GIVEN TEXT:
The shelves are pretty crowded with zombie books these days, so most authors take pretty major steps to set their stories apart from the pack. That’s a pretty good strategy, and it’s always interesting to see how the genre can get stretched and expanded, but sometimes I just crave a more traditional zombie story, and that’s what The Hunt Chronicles delivers. Well, mostly. There are a couple tweaks to the formula, but nothing too extreme.
The Hunt Chronicles is a first-person novel, told from the perspective of our hero, Christian Hunt. Christian has a sister, Trinity, whom he wants to reunite with, but in order to do so he has to survive through the zombie apocalypse. Right out of the gate, reading the names of these characters, I was concerned that the book was going to take on a heavily religious tone. That’s not a bad thing per se, but it’s not my cup of tea. Besides which, I’ve seen it done poorly so many times in the past that I have a hard time giving it the benefit of the doubt. Thankfully, the religious aspects of the book – the first volume anyway – don’t extend beyond character names.
That out of the way, let’s dive into The Hunt Chronicles, shall we? Christian is a young retired soldier, working through college and living with a fellow veteran, Dave. This is where the novel takes it’s first interesting turn. Rather than making Christian a combat veteran, or even someone with infantry training, the writer made our protagonist a supply clerk. I really liked this, because it instantly undoes the cliche of using retired or active duty soldiers as easy zombie survival characters.

TO DO:
• a. Echo the passage of the zombie novel review between "That out of" and "zombie survival characters.", inclusive.
• b. According to the zombie novel review, what job did Christian Hunt hold in the military?

DATASET CONTENT:
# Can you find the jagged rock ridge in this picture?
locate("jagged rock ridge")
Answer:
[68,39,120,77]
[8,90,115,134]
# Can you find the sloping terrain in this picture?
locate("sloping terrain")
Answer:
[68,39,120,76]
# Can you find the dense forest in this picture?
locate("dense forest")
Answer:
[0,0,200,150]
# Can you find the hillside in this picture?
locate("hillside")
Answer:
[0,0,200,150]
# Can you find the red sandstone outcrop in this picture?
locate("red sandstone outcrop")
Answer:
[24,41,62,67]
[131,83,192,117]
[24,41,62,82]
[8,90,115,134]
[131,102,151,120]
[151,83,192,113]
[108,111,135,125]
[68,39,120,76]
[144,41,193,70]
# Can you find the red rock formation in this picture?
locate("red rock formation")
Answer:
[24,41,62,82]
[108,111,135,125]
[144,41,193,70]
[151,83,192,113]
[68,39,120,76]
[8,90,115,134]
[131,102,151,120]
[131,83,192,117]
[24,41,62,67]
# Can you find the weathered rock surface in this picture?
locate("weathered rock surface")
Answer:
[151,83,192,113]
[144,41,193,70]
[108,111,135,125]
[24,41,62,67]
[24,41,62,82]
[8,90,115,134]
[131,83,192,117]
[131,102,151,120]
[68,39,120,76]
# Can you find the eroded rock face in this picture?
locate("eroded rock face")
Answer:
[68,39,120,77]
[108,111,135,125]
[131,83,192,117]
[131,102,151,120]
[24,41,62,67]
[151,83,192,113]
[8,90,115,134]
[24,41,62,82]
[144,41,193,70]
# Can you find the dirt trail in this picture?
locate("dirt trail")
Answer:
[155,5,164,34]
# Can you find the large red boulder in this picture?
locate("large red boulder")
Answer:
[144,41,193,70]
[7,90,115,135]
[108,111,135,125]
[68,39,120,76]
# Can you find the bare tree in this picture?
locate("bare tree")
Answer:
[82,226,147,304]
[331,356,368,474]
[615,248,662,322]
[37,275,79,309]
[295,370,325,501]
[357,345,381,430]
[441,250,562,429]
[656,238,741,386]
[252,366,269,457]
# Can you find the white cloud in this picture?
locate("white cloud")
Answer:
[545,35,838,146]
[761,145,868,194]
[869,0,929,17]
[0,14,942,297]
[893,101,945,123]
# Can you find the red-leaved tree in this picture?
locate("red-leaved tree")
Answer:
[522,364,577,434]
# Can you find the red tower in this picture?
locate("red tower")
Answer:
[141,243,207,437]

SOLUTIONS TO EACH TASK:
• a.
That out of the way, let’s dive into The Hunt Chronicles, shall we? Christian is a young retired soldier, working through college and living with a fellow veteran, Dave. This is where the novel takes it’s first interesting turn. Rather than making Christian a combat veteran, or even someone with infantry training, the writer made our protagonist a supply clerk. I really liked this, because it instantly undoes the cliche of using retired or active duty soldiers as easy zombie survival characters.

• b. He was a supply clerk.